◆ The problem: Copy the records from the line with "of the cloudy" to the line with "[[12, 667]]", both lines included. Keep every line, requests too, unchanged except for adding 92 to each coordinate number in the answers.

[Records from a point annotation dataset]
______________________________

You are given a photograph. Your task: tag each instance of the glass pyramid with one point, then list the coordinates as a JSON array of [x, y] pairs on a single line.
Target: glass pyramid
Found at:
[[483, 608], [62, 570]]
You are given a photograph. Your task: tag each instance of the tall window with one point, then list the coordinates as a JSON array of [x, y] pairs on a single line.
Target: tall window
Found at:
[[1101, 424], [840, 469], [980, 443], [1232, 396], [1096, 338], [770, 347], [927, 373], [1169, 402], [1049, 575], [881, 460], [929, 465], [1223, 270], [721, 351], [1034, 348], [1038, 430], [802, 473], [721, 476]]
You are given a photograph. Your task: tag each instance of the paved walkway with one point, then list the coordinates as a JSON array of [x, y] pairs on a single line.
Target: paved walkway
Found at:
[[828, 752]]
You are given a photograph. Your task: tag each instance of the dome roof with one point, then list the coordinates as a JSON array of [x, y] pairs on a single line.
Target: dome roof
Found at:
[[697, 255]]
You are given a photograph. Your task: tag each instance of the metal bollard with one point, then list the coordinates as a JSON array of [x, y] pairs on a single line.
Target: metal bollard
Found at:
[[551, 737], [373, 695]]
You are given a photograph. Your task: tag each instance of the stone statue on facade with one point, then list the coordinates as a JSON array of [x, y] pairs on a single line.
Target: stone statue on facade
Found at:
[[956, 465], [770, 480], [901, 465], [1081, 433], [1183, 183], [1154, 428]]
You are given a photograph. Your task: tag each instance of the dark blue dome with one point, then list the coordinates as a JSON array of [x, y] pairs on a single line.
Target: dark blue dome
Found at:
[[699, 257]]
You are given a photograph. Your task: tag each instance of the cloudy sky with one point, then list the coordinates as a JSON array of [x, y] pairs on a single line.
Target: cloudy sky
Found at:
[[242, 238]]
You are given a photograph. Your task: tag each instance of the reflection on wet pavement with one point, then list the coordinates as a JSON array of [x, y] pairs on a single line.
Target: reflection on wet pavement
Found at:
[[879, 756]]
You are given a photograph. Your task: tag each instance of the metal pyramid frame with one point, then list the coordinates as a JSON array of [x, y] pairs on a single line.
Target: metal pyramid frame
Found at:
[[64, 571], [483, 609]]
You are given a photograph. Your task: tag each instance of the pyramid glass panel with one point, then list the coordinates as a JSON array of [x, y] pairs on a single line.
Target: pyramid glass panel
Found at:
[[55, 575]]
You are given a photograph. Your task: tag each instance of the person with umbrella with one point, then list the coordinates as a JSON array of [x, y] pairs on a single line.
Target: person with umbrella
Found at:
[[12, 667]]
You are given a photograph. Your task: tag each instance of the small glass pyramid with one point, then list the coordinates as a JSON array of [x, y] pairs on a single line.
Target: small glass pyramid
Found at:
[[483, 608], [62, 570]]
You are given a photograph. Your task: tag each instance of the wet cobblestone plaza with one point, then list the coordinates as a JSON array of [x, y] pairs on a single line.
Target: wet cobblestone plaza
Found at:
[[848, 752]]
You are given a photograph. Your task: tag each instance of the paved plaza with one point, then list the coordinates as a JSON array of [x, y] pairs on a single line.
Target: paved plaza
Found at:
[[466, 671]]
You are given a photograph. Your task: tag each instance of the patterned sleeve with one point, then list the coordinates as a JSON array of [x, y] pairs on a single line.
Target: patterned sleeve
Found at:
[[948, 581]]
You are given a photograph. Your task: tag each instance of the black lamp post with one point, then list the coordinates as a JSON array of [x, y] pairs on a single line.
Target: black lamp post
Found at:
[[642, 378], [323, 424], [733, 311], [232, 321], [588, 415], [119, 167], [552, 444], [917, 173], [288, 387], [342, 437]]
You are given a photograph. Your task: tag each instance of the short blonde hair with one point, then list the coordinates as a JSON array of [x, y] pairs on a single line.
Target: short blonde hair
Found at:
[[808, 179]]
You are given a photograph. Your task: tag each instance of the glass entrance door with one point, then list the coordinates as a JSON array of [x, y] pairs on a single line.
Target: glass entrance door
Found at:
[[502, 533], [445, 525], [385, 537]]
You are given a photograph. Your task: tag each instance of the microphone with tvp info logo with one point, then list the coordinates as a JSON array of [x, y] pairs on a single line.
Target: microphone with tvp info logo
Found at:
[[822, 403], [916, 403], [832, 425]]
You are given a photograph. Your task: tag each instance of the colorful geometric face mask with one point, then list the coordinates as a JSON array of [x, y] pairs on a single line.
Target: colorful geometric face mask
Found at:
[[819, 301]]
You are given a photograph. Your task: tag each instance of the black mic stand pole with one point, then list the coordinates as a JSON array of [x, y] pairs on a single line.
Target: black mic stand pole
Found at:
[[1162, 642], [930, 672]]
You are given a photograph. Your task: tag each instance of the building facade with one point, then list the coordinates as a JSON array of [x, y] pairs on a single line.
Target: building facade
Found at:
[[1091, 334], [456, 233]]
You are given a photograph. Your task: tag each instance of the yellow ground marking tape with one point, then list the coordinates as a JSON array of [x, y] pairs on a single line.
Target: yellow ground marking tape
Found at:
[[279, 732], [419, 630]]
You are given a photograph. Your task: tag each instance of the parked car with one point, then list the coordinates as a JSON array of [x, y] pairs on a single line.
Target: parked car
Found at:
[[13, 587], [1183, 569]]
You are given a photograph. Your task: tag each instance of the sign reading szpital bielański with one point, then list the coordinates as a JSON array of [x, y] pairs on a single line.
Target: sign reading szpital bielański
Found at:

______________________________

◆ Written solution:
You are given a photograph. Your task: tag each instance of the cloudy sky with one point, then list the coordinates as a JSON array of [x, y] pairs on a single line.
Target: cloudy sky
Found at:
[[334, 330]]
You are given a photograph. Your task: tag each instance of the reflection on wet pavement with one point, then list the coordinates as a JSON array of [x, y] pairs on a single line.
Target: reflection on wet pavement
Found at:
[[971, 848]]
You are given a photograph. Your task: tag each instance of the metal pyramid frame with one point, then list the coordinates as a JSON array of [x, y] pairs on a single line.
Target: metal pyramid frame
Found at:
[[156, 663], [575, 701]]
You are given a photograph. Your task: tag each instance of the pyramid glass panel with one point, then list the coordinates as a JSON array of [x, y] pairs on a single line.
Target: pyramid glass panel
Found at:
[[147, 667]]
You are given a photograph. Your task: tag each instance of the person with umbrella with one point, then list the coordinates as a JSON array of [x, y] pairs on a single line.
Target: person with umbrella
Found at:
[[104, 759]]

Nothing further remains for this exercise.